# Document section:
+ + + +
This is what went through my mind as I read Roy Strom’s latest article in Bloomberg Law – ‘Quinn Emanuel’s $185 Million Fee is Either a Bargain or Rip-Off’.

And then I began to imagine the kind of conversation that might unfold between Quinn Emanuel Urquhart & Sullivan and their clients for whom they appear to have achieved a stellar result.

‘No, as clients we don’t want to pay for the inefficiency and ineffectiveness inherent in hourly billing. We want value billing – we want to be charged an amount which is broadly commensurate with the value we believe we have received from our outside counsel – until of course it doesn’t suit us. And now it doesn’t suit us. If you think we are going to pay an effective hourly rate of $18,500, you’re nuts.’ We insist on the accountability and transparency that we think hourly billing provides.’

So, clients flip flop between wanting to be billed on the clock or a value billing arrangement depending which one will cost them less. In one sense there is nothing wrong with that. It’s all about informed choice. I can’t lay my hands on the precise reference but many years ago a line from an ABA report on hourly billing etched itself into my psyche and went something like this;

“No matter how it is arrived at, any fee agreed to between a law firm and a commercially sophisticated and informed client not under undue pressure, will in most instances by definition, be a fair fee.”

Good Lord, capitalist acts between consenting adults – how grown up!

Added to which is the sometimes overlooked and boring reality that this is also a basic Contract 101 issue. If the client and the firm agree to an hourly rate structure, that is what should apply. If the client agrees to pay a percentage for a particular result, it is immaterial whether the firm achieved that in 500 hours or 5,000 hours. They must pay the agreed percentage and that is that.

And as we have banged on about ad nauseum for years, ‘time’ is only one of the relevant pricing factors. Under ABA Model Rule 1.5, a practitioner is entitled to take account of a range of considerations, both quantitative and qualitative, in determining what constitutes a fair and reasonable fee from the perspective of both the client and the firm.
+ + + +
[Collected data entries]

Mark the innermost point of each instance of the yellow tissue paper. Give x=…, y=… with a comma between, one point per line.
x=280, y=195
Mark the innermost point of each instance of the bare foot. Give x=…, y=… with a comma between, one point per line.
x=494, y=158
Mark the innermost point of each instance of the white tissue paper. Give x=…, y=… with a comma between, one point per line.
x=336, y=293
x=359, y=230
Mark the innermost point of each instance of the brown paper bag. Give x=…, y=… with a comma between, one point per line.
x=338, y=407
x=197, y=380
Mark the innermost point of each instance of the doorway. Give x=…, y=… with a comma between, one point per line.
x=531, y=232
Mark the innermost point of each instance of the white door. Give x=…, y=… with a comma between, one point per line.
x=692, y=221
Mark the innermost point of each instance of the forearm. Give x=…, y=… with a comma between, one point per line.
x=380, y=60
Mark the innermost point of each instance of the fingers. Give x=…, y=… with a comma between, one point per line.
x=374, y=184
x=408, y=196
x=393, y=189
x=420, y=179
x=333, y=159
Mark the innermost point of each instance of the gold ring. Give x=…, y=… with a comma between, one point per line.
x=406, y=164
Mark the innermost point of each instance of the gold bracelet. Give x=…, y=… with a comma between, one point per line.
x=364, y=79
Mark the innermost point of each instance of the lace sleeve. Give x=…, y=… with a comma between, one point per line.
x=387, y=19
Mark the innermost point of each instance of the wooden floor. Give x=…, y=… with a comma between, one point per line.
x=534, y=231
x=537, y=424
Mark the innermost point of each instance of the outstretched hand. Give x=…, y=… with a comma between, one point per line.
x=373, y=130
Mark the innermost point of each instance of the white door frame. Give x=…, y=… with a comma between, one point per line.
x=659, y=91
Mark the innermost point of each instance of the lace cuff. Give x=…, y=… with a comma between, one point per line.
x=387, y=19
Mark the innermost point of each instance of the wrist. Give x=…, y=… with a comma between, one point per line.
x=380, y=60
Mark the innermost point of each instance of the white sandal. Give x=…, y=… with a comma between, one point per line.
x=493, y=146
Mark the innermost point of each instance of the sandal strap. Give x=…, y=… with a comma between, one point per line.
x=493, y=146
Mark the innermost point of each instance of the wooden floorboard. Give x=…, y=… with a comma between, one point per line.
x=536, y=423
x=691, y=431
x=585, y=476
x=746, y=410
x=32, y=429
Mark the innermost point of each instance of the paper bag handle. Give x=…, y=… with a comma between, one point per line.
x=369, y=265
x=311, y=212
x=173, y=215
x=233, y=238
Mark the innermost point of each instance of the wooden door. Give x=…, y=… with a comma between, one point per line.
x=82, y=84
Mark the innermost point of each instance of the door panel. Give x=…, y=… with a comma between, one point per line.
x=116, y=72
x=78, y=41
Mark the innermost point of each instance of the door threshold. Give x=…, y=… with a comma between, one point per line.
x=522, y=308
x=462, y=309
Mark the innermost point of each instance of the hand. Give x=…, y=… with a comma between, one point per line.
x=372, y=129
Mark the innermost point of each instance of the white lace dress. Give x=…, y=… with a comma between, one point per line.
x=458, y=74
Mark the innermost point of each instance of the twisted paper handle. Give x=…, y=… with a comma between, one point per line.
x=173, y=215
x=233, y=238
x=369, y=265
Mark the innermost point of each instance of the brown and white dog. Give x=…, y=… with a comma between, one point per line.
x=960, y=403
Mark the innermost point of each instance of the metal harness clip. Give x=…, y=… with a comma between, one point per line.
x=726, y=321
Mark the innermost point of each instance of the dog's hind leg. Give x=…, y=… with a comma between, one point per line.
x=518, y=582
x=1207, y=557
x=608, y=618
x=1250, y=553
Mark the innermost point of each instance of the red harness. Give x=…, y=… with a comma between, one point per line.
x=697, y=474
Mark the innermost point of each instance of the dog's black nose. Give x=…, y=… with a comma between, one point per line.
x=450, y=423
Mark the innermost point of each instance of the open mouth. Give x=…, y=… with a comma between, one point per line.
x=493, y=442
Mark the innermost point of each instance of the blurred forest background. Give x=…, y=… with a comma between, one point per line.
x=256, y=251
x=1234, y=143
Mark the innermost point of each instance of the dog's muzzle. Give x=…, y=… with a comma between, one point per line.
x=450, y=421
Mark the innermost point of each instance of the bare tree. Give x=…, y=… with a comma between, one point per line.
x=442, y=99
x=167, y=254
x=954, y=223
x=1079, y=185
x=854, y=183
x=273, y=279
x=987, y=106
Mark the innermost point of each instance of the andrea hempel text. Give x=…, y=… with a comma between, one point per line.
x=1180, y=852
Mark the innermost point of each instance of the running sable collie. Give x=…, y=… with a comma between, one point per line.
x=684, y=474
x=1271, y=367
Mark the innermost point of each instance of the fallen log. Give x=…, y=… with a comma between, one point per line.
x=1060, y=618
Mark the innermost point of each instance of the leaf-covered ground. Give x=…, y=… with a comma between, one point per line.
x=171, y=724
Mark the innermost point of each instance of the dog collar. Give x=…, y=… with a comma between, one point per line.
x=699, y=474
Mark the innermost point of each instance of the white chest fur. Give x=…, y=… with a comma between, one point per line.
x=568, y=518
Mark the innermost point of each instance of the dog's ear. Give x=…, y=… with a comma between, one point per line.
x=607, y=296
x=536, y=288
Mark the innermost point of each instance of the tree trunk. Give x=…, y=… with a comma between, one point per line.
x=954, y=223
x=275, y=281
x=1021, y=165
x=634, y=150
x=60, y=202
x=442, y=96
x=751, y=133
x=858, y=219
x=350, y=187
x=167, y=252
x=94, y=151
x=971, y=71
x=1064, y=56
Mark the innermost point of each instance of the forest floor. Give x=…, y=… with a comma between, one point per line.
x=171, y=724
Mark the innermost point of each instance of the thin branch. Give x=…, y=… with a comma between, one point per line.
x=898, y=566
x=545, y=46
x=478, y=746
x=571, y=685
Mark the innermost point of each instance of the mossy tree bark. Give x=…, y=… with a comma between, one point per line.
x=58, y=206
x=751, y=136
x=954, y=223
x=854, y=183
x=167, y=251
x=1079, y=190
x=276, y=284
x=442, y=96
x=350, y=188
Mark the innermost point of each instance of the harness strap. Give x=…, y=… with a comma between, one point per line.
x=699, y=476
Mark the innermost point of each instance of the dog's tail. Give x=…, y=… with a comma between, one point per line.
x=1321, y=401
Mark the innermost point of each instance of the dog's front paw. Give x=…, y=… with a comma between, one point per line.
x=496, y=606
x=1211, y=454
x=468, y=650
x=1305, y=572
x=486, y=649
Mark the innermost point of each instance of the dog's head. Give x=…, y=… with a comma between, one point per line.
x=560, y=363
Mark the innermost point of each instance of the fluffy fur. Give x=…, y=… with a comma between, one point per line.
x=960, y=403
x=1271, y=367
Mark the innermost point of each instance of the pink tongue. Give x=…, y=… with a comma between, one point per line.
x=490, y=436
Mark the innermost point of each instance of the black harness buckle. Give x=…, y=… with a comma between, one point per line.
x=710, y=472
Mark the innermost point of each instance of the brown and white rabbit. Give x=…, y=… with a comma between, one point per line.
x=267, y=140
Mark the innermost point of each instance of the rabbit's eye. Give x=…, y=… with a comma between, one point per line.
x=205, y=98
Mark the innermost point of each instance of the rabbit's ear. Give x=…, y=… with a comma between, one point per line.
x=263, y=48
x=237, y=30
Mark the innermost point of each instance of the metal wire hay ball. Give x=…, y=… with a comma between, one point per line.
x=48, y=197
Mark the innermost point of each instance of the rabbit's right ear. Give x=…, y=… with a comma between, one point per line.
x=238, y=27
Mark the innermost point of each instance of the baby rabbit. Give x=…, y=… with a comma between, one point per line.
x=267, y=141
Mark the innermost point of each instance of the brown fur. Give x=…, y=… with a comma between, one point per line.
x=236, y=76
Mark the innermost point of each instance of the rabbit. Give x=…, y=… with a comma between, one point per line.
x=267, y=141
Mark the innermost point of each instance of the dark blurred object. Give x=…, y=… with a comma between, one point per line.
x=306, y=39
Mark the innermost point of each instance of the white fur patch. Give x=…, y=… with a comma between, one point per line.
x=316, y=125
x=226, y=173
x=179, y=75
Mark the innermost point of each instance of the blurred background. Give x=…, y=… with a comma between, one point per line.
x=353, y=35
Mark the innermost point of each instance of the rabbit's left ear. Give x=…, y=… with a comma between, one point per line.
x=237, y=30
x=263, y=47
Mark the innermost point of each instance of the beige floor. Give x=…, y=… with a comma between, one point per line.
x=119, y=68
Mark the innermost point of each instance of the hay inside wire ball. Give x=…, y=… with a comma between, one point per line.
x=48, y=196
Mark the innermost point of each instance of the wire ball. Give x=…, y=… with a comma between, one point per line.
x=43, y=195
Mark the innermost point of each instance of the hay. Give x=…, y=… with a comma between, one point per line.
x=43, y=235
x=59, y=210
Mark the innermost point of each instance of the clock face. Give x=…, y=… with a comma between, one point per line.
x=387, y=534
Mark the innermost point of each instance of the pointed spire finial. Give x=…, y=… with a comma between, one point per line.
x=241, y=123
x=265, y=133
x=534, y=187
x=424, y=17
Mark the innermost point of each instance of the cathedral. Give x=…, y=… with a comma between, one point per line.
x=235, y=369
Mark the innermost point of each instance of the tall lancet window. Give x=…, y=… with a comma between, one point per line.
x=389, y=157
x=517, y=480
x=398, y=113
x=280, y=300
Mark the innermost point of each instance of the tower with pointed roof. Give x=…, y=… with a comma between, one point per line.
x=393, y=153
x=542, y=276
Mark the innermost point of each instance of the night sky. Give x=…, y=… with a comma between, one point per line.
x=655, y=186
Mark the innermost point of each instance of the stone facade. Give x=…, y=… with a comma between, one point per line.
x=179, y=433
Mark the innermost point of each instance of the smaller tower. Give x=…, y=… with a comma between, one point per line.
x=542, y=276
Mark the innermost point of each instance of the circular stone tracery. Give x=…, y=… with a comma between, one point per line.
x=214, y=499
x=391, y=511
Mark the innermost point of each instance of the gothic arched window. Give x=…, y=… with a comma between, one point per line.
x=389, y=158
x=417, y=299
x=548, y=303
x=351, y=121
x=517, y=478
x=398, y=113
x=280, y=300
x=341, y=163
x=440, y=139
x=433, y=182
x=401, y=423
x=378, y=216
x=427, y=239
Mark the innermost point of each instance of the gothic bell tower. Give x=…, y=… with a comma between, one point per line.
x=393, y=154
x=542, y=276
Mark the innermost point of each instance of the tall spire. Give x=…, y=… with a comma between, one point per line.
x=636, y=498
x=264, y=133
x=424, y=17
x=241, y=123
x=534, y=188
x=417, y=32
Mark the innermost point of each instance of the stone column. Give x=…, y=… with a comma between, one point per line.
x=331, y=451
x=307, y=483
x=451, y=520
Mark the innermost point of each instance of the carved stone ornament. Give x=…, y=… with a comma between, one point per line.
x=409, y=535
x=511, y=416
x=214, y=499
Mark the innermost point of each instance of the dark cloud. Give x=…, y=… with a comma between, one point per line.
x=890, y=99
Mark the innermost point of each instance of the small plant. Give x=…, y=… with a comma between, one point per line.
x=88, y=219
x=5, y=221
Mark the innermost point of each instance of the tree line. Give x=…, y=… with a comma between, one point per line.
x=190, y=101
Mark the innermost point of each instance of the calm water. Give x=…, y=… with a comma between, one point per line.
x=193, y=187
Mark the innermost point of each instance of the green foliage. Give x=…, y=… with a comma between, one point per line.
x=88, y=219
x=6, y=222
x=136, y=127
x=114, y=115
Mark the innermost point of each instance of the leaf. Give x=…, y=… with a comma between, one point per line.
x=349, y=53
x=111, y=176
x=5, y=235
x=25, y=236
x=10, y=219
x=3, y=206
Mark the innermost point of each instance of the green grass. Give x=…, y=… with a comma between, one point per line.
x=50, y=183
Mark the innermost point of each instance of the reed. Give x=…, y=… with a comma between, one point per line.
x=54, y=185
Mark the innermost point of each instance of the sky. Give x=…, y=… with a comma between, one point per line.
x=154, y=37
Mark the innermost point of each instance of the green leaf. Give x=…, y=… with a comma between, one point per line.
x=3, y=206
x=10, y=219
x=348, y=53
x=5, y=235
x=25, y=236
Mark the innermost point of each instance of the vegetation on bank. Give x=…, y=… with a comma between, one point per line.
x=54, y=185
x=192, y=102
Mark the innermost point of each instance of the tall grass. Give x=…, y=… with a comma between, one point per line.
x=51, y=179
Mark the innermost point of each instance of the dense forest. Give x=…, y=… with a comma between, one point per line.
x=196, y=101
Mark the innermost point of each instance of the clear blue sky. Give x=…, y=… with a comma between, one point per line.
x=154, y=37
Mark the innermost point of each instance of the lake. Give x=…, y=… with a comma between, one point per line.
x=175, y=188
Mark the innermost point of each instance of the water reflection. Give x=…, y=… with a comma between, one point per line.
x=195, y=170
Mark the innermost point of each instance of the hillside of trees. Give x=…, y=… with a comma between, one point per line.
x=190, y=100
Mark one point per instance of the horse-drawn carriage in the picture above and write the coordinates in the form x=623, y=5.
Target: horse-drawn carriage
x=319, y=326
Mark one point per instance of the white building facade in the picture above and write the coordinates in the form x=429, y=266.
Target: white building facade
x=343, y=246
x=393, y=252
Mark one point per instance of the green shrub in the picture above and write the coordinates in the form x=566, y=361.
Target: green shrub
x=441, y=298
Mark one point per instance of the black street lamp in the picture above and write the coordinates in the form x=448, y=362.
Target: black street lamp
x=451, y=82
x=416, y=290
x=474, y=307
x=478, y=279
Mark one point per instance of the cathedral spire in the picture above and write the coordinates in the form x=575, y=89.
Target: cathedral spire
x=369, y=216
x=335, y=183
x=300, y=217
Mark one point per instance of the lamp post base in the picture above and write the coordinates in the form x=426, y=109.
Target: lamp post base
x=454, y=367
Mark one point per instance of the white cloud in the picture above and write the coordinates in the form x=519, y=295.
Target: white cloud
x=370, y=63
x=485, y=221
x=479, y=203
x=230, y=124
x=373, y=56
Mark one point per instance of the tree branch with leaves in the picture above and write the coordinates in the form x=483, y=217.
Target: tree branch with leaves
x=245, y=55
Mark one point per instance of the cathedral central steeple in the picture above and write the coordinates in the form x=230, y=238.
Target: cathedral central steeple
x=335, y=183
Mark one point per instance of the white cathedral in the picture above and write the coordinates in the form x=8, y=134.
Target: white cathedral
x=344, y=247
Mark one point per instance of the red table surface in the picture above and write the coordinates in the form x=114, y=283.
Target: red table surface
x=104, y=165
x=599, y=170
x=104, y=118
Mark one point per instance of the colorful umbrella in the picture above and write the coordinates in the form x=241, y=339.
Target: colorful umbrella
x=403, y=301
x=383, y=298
+ + + +
# Requirement:
Write out the full commentary on Quinn Emanuel's fee and hourly billing from above, word for word.

# Solution for this task:
This is what went through my mind as I read Roy Strom’s latest article in Bloomberg Law – ‘Quinn Emanuel’s $185 Million Fee is Either a Bargain or Rip-Off’.

And then I began to imagine the kind of conversation that might unfold between Quinn Emanuel Urquhart & Sullivan and their clients for whom they appear to have achieved a stellar result.

‘No, as clients we don’t want to pay for the inefficiency and ineffectiveness inherent in hourly billing. We want value billing – we want to be charged an amount which is broadly commensurate with the value we believe we have received from our outside counsel – until of course it doesn’t suit us. And now it doesn’t suit us. If you think we are going to pay an effective hourly rate of $18,500, you’re nuts.’ We insist on the accountability and transparency that we think hourly billing provides.’

So, clients flip flop between wanting to be billed on the clock or a value billing arrangement depending which one will cost them less. In one sense there is nothing wrong with that. It’s all about informed choice. I can’t lay my hands on the precise reference but many years ago a line from an ABA report on hourly billing etched itself into my psyche and went something like this;

“No matter how it is arrived at, any fee agreed to between a law firm and a commercially sophisticated and informed client not under undue pressure, will in most instances by definition, be a fair fee.”

Good Lord, capitalist acts between consenting adults – how grown up!

Added to which is the sometimes overlooked and boring reality that this is also a basic Contract 101 issue. If the client and the firm agree to an hourly rate structure, that is what should apply. If the client agrees to pay a percentage for a particular result, it is immaterial whether the firm achieved that in 500 hours or 5,000 hours. They must pay the agreed percentage and that is that.

And as we have banged on about ad nauseum for years, ‘time’ is only one of the relevant pricing factors. Under ABA Model Rule 1.5, a practitioner is entitled to take account of a range of considerations, both quantitative and qualitative, in determining what constitutes a fair and reasonable fee from the perspective of both the client and the firm.